▶ [Document source]:
------------------------------------
L’actualité tech de la semaine ressemble à un immense bal masqué où la frontière entre révolution et illusion se brouille plus que jamais. Chaque acteur avancant masqué sous le couvert d’innovation : Microsoft rêve de transformation avec sa Command Palette sur Windows, Google parade avec Gemini et Gemini parade avec Google, tandis que les titans du hardware se donnent rendez-vous à Computex pour jouer à qui aura la puce la plus musclée… au fond, on se demande parfois si l’IA ne finit pas par tout réduire à des concours de taille de pipeline.
La grande messe des annonces — qu’elles s’appellent Google I/O, Computex ou Memorial Day (oui, même la fête du rabais est tech-centrée !) — n’est finalement qu’une déclinaison marketing : des palettes de commandes pour tout, de la productivité Windows jusqu’à la chasse au gadget ultra-fonctionnel vendu à la découpe et à la minute. Sous les promesses de magie algorithmique, la réalité est brute : on nous vend — à grand coup de festivités commerciales — un paradigme toujours plus modulaire, hyperconnecté, prêt à forcer son adoption, quitte à ce que seul le buzz reste palpable à la fin du mois.
Mais qui tire véritablement les ficelles de cette mythologie du progrès ? Ce n’est pas un hasard si, derrière les grandes scènes, la géopolitique s’invite à la fête : la guerre froide du cloud et de l’IA se joue entre Dubaï et les datacenters du Texas, sous l’œil suspicieux de la Silicon Valley devenue à la fois fournisseur officiel du Pentagone et arbitre de l’éthique nationale (l’État américain : terrain de jeu ou laboratoire du pire ?). La bataille pour le contrôle du logiciel, du matériel et du code se livre bien plus dans les coulisses que sur la scène accessible via la touche Win + Alt + Espace. Même l’Union européenne oscille entre sursis règlementaire et fantasme de “supercycle” tech, avec ce soupçon d’arythmie réglementaire qui ferait presque rire jaune Sonali De Rycker.
------------------------------------
▶ [Tâche assignée A]: D'après le texte sur l'actualité tech, où les titans du hardware se donnent-ils rendez-vous ?
▶ [Tâche assignée B]: Prolongez, s'il vous plaît, le texte sur l'actualité tech à la suite de sa dernière phrase.
Le matériel qui suit n'a aucun rapport avec le texte sur l'actualité tech.

▶ [Informations fournies]:
------------------------------------
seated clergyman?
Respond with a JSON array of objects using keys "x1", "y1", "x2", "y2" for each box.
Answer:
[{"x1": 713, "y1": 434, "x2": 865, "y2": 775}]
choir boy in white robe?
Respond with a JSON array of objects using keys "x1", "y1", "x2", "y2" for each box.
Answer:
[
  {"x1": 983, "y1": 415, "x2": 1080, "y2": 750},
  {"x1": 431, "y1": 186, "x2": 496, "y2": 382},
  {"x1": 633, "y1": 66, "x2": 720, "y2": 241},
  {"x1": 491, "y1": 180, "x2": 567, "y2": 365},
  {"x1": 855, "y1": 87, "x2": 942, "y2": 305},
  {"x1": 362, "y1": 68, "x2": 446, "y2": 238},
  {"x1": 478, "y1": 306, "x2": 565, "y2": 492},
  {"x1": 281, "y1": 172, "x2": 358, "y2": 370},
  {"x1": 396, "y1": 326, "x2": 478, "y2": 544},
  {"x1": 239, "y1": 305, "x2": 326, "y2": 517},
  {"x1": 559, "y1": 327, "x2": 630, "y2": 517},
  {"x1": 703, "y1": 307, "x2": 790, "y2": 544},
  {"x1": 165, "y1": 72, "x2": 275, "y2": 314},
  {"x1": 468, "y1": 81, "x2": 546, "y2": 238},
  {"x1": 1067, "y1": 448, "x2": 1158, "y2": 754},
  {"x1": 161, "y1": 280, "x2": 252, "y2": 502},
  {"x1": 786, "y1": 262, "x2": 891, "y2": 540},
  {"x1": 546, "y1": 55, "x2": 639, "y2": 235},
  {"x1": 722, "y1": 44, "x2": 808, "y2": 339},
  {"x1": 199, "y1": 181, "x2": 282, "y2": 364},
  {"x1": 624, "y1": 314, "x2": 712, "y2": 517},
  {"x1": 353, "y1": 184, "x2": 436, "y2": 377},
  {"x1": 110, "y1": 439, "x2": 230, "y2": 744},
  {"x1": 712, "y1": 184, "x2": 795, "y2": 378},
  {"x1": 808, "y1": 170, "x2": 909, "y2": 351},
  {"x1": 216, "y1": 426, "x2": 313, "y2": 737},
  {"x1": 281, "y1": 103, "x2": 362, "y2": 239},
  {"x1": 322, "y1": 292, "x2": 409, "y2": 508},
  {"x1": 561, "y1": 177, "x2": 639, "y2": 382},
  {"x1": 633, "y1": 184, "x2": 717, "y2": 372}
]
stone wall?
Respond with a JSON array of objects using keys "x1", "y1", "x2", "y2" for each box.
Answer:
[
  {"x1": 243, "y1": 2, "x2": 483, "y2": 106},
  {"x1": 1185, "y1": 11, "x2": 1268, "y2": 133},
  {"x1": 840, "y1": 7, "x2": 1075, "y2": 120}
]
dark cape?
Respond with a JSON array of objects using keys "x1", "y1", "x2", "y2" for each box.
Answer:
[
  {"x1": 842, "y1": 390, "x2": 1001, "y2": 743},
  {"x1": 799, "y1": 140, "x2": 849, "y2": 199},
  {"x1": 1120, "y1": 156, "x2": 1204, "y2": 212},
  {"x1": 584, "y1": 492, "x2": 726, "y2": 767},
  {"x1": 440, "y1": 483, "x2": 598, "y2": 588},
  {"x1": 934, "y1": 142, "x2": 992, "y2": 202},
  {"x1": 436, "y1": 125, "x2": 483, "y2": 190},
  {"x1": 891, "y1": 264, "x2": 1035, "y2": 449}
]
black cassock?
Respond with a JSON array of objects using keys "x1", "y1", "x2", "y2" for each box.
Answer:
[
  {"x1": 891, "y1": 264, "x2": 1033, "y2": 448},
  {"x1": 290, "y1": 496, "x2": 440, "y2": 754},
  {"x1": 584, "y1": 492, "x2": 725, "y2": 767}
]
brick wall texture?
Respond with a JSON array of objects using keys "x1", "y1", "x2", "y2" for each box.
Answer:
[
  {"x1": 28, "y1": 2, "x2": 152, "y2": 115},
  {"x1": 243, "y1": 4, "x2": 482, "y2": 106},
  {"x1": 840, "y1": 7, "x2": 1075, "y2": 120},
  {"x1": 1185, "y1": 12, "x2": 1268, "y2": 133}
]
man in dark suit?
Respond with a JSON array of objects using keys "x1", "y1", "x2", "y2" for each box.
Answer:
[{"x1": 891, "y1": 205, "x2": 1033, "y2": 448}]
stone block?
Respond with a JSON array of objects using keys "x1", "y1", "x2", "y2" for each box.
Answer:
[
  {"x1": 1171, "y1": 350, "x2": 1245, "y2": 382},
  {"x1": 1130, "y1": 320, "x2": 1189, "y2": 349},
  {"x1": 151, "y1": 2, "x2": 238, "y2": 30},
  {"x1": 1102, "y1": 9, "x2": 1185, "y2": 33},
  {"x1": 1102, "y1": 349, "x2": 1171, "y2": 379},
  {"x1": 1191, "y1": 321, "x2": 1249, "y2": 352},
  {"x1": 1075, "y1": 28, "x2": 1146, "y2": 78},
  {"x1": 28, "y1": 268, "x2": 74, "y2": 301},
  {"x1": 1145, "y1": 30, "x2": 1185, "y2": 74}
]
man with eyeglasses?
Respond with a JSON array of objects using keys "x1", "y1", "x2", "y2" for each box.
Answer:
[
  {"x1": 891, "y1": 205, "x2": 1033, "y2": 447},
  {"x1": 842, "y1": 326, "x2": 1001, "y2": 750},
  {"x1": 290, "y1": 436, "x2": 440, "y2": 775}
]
------------------------------------
▶ [Résultat de l'exercice A]: À Computex.

▶ [Résultat de l'exercice B]:
Entre coups marketing, géants à la manœuvre et faux débats sur “l’innovation”, ce n’est pas l’IA qui gouverne la tech, mais le storytelling de ceux qui possèdent la télécommande du progrès.
Et l’utilisateur dans tout ça ? Poussé d’une promotion à l’autre – soldes-maniaques du Memorial Day ou chasse à l’“optimisation” de la moindre extension Windows – il parcourt un Internet devenu road trip collectif (le vrai jeu collaboratif, c’est Google Street View, pas la dernière keynote d’un PDG sous stéroïdes). Chacun invente la pseudo-révolution du software à la minute, la vraie innovation se cache parfois là où on l’attend le moins — chez les petits indé (coucou les jeux indie) ou dans l’art de la débrouille spatiale à la mode Voyager 1.
L’avenir technologique, à force d’être piloté par des “palettes de commande” surpuissantes et des adjudants du code, ressemble à une course où le plus grand risque n’est plus l’échec technique, mais l’épuisement de notre capacité à discerner ce qui importe vraiment. Cette ère d’innovation à la chaîne — hardware, software, réglementaire et jusqu’à la médecine diagnostique — pose toujours la même question : à trop vouloir accélérer, qui prendra encore le temps de se demander si cette direction est la bonne ? Après tout, dans la tech, la vraie révolution reste à venir : celle qui parviendra à relier génie humain, éthique et imagination… sans nous refourguer l’abonnement inutile en promo.